→ Given problem A:
Name every negative connotation of the word "politician" that the essay on politics and Passover lists.
→ Given problem B:
In the essay on politics and Passover, rewrite the stretch from "It was therefore" through "who contributes them.", swapping "reset button" for "fresh start".
→ Given problem C:
Extend the essay on politics and Passover with the paragraphs that would follow its final sentence.

→ Page text:
Is our personal potential still imprisoned in Egypt? Photo: Jonathan McIntosh.

The dream of every politician is to run for office without becoming a politician. The word has too many negative connotations: unbridled ambition, a willingness to say anything to get elected, a permanent bloodlust for campaign cash, a selfish yearning for public glory, and a preparedness to trample on all that is sacred in the rush to get votes.

It was therefore with some trepidation that I entered the political field. But amid all the possibility of being maligned and misunderstood, I threw my yarmulke into the ring primarily because I believe America is desperately in need of a reset button, new social values to deepen our lives, fix our families, and make us more purpose-oriented people, and I want to be one of those who contributes them.

Breaking free of negative patterns is difficult, more so for a nation that it even is for an individual. But that’s what Passover is all about.

Conveying the contemporary relevance of Judaism’s most famous holiday to a western audience, most of whom have grown up in thriving liberal democracies, is challenging. I remember how when I first arrived in Oxford, the students organized Passover meals, not just on Passover but throughout the year, to support imprisoned refuseniks of the Soviet Union. But that was long ago.

→ Data section:
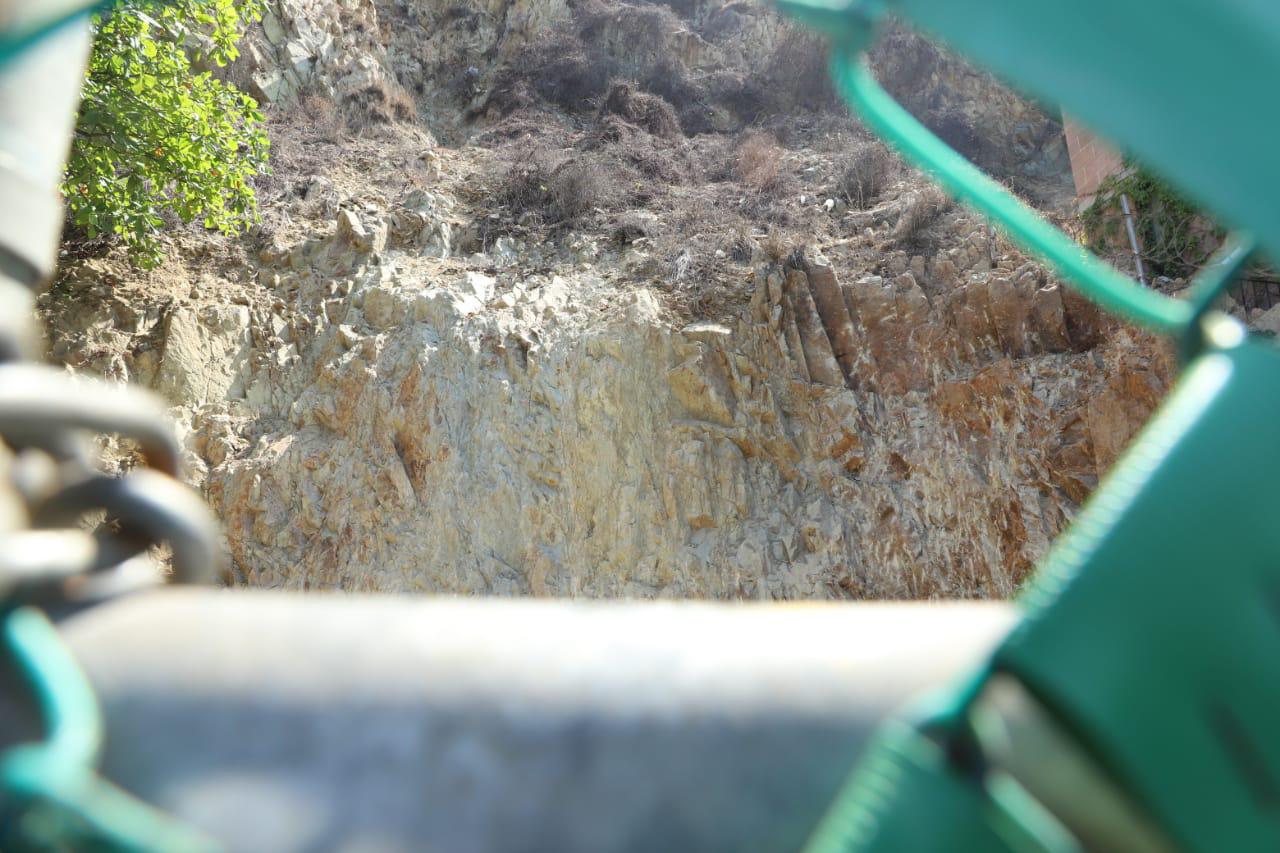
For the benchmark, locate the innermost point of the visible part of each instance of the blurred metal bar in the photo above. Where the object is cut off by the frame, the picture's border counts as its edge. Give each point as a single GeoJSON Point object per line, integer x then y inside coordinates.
{"type": "Point", "coordinates": [306, 723]}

→ Exercise output A:
- unbridled ambition
- a willingness to say anything to get elected
- a permanent bloodlust for campaign cash
- a selfish yearning for public glory
- a preparedness to trample on all that is sacred in the rush to get votes

→ Exercise output B:
It was therefore with some trepidation that I entered the political field. But amid all the possibility of being maligned and misunderstood, I threw my yarmulke into the ring primarily because I believe America is desperately in need of a fresh start, new social values to deepen our lives, fix our families, and make us more purpose-oriented people, and I want to be one of those who contributes them.

→ Exercise output C:
We can look at Passover as nothing more than the retelling of an ancient saga of bondage and liberation. The Jews were enslaved to Egyptian taskmasters, and God, through spectacular acts of intervention – ten plagues, splitting of the Red Sea – redeemed them from servitude. Yet, the Passover Seder, which is the highlight of the Jewish calendar and is sacred not just to Jews but to Christians as the last supper of Jesus, something I explore in my new book Kosher Jesus, is not merely about retelling but reliving the exodus from Egypt. Jews are enjoined to taste of saltwater and bitter herbs and thus to re-experience the tears and suffering of our forebears; to eat matzo, the poor man’s bread, thereby re-experiencing a taste of servitude; and finally to drink four cups of wine with which to  the elation of redemption.

But is any of this relevant to modern Americans who have thankfully never known political servitude?

I would offer that the answer is an unqualified yes. For though we are free we are still enslaved. Or, as Rousseau put it, man is free although everywhere he is in chains.

What nearly collapsed the American economy in 2008 was a nation that could not stop spending money. Subjected to unending pressures to prosper materially, we indulged in homes we could not afford and addicted ourselves to impulse purchases that surrounded us with the accouterments of success. To pay for all this we worked all hours of the day and typed away at our blackberries at night, thereby compromising our greatest treasure of all, our children. Is this the mark of freedom? Indeed, with phones that are on us always and with a 24 hour news cycle and economy, and with the need to update our Facebook status at all hours of the day and night, we are certainly the most electronically enslaved generation ever.

Think of the women who spend their lives trying to ape whatever is on the cover of Cosmopolitan magazine that week. Are they free to be themselves, or are they imprisoned with artificially low self-esteem in a culture that values a woman more for cheekbones and thinness than knowledge and character?

We tend to think of imprisonment only in political terms. If an outside party imposes their will on us, we feel restrained and oppressed. But the most serious form of duress is the restriction imposed upon us by our own human nature. Passover’s message is that men and women can transcend instinct, impulse, and social pressures and be whatever they wish to become. Each of us is endowed with a yearning to leave Egypt and be free.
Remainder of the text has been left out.